▶ TASK GOAL: Can you filter the listing below down to the lines that contain the string "shoreline"? Case counts.

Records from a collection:
········

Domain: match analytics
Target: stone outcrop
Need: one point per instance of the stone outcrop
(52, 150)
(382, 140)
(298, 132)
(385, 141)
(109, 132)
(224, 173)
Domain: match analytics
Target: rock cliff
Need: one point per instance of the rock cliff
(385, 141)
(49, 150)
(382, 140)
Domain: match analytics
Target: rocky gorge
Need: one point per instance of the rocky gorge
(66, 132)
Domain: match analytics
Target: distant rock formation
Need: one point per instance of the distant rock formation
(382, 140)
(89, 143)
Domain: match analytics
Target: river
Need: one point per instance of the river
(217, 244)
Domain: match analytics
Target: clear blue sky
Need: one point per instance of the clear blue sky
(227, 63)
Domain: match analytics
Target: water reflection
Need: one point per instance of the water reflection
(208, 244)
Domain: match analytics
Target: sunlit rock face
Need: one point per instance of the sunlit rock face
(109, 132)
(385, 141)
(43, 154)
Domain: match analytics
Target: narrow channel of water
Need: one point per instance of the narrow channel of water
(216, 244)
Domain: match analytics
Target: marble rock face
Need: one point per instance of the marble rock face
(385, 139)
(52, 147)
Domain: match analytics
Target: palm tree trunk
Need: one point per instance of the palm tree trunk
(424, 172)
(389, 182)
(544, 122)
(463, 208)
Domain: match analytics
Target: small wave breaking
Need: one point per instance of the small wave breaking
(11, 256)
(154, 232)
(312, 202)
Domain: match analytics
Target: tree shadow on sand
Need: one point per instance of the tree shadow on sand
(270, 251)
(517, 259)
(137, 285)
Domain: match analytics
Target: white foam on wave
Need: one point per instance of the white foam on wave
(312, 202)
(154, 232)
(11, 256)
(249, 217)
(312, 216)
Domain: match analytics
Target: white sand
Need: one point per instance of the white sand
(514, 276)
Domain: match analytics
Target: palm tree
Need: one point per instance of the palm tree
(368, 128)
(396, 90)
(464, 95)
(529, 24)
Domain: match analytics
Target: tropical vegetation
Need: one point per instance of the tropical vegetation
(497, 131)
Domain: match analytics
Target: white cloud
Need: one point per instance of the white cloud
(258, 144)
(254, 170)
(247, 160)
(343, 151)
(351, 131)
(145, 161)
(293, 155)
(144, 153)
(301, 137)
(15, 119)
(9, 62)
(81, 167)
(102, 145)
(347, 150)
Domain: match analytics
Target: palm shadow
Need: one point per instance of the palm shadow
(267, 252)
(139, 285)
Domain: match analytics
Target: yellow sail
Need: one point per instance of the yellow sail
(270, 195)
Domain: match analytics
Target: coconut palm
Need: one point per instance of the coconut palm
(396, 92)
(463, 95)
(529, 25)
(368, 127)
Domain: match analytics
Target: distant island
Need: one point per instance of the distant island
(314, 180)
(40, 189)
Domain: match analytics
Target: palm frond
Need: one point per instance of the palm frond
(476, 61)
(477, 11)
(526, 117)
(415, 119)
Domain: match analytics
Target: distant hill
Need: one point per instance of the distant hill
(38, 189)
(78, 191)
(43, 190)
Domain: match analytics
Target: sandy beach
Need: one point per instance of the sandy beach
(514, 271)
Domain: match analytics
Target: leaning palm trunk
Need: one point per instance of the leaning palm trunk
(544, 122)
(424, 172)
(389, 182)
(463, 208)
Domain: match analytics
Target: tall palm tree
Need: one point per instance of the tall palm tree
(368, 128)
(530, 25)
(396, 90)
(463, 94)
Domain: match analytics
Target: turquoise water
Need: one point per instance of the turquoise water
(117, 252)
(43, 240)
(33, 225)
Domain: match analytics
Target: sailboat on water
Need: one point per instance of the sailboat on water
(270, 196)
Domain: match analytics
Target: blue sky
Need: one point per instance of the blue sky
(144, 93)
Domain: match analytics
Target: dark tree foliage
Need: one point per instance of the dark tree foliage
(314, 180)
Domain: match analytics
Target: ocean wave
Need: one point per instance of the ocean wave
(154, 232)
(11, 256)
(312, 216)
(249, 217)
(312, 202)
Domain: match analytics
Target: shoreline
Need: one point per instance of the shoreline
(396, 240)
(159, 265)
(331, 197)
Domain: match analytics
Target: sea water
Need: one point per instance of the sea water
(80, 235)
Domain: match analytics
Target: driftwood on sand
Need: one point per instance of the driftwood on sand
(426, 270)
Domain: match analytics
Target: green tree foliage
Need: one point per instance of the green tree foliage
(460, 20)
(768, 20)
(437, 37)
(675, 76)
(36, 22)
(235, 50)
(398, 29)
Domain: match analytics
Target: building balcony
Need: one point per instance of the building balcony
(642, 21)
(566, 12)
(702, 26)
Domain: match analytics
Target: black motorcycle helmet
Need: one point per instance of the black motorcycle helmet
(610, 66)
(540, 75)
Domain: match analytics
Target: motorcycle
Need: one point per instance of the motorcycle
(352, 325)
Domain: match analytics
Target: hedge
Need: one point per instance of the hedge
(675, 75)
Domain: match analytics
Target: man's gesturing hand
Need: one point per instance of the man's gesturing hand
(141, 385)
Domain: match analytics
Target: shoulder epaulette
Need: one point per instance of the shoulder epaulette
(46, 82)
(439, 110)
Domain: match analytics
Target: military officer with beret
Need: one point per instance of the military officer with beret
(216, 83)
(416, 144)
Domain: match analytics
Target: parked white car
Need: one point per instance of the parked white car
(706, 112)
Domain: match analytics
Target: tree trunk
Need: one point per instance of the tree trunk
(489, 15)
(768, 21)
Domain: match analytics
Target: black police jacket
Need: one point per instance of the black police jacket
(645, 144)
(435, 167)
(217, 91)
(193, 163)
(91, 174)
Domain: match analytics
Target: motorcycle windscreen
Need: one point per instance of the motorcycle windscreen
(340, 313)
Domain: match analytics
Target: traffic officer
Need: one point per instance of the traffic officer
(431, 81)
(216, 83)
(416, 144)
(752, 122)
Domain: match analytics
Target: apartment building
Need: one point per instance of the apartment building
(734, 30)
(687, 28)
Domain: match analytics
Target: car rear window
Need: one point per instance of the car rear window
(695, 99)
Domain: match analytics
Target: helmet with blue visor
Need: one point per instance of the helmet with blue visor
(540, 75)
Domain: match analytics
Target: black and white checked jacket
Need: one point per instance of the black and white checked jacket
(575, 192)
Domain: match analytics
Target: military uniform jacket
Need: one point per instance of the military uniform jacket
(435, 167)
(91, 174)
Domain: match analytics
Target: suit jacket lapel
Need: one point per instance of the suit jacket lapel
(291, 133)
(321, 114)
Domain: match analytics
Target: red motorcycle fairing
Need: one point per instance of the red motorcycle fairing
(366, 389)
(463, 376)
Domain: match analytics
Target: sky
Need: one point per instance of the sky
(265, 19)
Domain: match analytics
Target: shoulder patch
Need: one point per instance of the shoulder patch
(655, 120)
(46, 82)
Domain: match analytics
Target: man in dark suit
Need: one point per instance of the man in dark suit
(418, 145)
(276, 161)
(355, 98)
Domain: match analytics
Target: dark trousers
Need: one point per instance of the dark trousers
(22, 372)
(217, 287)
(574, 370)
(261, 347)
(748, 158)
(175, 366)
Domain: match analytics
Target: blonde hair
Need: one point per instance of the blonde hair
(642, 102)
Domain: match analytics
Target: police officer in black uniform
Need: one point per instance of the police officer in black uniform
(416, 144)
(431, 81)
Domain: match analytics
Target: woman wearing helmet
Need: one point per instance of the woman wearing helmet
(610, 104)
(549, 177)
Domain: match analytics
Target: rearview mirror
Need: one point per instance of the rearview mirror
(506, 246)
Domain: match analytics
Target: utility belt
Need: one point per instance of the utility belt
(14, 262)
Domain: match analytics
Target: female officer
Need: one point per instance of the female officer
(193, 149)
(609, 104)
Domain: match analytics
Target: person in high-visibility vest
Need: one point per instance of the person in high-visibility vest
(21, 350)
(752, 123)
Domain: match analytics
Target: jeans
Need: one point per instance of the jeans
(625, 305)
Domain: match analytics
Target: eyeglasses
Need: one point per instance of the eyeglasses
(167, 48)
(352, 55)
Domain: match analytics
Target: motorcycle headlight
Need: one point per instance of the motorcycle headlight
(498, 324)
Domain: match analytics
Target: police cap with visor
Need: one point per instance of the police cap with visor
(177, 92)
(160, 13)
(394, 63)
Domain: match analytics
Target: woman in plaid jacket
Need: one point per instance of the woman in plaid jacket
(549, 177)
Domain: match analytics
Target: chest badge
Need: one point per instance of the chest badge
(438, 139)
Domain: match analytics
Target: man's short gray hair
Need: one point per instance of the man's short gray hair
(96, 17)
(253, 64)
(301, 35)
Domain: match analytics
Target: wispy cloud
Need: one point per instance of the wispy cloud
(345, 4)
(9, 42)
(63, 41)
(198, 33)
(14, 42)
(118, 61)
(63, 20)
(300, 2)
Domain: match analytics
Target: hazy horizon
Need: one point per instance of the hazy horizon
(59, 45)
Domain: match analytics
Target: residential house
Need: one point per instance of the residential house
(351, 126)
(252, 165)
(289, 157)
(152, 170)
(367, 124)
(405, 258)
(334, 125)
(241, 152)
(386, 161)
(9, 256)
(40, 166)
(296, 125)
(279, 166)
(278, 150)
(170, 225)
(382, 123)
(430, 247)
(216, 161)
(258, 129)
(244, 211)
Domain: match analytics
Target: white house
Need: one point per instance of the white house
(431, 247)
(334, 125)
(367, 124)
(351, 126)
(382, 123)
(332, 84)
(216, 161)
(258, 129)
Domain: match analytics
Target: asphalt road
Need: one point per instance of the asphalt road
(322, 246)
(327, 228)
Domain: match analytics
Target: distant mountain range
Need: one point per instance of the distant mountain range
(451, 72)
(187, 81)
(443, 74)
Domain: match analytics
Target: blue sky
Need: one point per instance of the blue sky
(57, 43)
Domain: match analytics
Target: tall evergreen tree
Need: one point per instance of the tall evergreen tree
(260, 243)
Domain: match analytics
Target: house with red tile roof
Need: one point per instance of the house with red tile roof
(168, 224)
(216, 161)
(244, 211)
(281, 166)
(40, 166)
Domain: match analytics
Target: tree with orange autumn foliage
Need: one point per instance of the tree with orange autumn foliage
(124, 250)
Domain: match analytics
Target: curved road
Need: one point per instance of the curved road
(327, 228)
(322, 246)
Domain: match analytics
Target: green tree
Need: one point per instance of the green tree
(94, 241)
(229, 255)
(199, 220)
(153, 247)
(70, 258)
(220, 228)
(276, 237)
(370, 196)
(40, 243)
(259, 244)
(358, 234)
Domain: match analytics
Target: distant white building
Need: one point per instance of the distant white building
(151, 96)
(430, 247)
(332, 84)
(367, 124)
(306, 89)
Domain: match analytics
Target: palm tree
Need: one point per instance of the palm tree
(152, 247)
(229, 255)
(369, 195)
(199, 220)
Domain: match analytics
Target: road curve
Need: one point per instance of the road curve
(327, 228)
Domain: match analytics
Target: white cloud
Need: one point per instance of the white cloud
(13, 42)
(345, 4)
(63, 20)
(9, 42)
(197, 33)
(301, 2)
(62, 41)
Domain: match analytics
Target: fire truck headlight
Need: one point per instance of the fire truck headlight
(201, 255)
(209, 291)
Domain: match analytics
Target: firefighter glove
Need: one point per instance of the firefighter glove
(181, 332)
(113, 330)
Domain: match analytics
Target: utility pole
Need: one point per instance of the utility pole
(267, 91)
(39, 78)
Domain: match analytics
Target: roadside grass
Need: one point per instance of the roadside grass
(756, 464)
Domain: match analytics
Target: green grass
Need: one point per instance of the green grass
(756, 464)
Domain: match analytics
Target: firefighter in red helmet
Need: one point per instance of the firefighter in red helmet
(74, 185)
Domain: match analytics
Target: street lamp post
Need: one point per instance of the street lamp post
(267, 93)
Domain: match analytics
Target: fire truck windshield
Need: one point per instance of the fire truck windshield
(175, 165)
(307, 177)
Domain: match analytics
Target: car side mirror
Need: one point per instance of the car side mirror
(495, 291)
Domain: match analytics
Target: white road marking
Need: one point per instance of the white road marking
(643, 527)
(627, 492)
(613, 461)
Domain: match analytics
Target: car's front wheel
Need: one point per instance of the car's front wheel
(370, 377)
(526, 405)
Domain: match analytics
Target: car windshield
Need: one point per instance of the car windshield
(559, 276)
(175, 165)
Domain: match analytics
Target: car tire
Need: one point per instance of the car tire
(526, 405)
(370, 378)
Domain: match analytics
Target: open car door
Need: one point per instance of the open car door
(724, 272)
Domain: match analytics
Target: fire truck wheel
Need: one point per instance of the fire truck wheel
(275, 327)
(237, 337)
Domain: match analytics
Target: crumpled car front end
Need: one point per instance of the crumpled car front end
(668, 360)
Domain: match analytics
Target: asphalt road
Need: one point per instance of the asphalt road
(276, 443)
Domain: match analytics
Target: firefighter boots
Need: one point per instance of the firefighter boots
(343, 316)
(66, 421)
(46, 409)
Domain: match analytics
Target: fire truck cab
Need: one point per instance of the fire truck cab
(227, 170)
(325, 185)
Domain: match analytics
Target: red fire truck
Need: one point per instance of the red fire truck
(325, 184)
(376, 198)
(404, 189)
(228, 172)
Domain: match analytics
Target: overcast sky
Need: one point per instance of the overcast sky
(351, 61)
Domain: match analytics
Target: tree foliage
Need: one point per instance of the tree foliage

········

▶ WRITTEN SOLUTION:
Target: shoreline
Need: one point per instance of the shoreline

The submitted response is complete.